EXCERPTED RECORDS.

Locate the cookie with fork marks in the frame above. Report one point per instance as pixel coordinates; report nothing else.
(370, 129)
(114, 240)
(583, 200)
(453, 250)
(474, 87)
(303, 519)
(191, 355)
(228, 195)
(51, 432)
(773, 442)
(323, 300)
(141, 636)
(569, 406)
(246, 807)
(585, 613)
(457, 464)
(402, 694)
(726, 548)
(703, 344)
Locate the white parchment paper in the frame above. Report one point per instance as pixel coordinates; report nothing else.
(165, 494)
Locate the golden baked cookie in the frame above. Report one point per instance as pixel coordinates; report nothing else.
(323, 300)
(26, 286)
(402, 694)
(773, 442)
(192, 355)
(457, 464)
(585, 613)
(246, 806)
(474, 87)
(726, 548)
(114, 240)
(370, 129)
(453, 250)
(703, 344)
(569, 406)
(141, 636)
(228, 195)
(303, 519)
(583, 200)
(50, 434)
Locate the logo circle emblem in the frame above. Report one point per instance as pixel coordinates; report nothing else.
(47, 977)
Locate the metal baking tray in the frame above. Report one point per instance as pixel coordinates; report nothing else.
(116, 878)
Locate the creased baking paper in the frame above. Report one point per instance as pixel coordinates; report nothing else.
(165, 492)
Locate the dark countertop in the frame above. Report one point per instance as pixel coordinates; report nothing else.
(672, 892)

GIVEN REQUEST. Edit the data above by replacing "frame" with "image" everywhere it occurs, and leave every other part of the data unchanged.

FULL RESPONSE.
Locate the cookie with fork marks in the image above. Report one point per instance as pixel coordinates; report nothing else.
(370, 129)
(114, 240)
(583, 200)
(453, 250)
(474, 87)
(303, 519)
(191, 355)
(228, 195)
(51, 432)
(773, 442)
(323, 300)
(141, 636)
(569, 406)
(246, 807)
(585, 613)
(457, 464)
(402, 694)
(726, 548)
(703, 344)
Locate the white parchment paper in the image above. Report one point per instance as pixel coordinates; report nothing else.
(165, 494)
Locate the golden baked cookie in the image above. Report one point per instance as pixel coordinates; report nothing else.
(323, 300)
(26, 286)
(402, 694)
(773, 442)
(192, 355)
(457, 464)
(585, 613)
(246, 806)
(474, 87)
(726, 548)
(114, 240)
(370, 129)
(453, 250)
(703, 344)
(569, 406)
(141, 636)
(228, 195)
(303, 519)
(583, 200)
(50, 434)
Locate the logo circle emblem in the image above. Report one point per instance as pixel coordinates; report nothing else.
(47, 977)
Locate the metal baking tray in the image above. Report one point per instance as pixel coordinates; report nothing else.
(116, 878)
Locate the creased baking paper in the image above. Report one point per instance as pixel coordinates; report nothing else.
(165, 492)
Locate the dark countertop in the image above. Report one point per instance as pixel coordinates; report nothing else.
(672, 892)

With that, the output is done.